Photo-based referring expression data

┄┄┄┄┄┄┄┄┄┄┄┄┄┄┄┄┄┄┄┄

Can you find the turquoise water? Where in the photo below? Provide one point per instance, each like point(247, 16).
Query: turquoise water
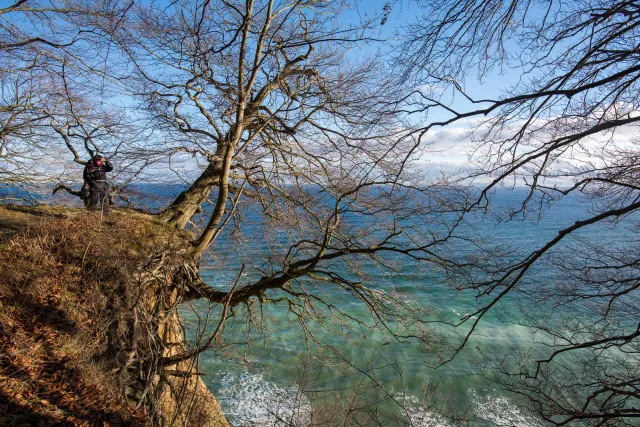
point(277, 368)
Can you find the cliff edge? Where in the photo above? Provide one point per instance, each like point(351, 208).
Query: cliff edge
point(89, 329)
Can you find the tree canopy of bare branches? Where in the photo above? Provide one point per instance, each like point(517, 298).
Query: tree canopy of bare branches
point(566, 127)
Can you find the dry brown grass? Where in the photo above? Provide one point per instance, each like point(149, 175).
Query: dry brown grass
point(65, 277)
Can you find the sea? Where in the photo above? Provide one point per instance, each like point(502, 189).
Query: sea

┄┄┄┄┄┄┄┄┄┄┄┄┄┄┄┄┄┄┄┄

Beginning at the line that contains "Query: dry brown grass" and ending at the last line above, copy each line without any change.

Query: dry brown grass
point(65, 277)
Can you find the sea? Where in the photo above? Provide one point per instance, each like point(502, 189).
Query: sea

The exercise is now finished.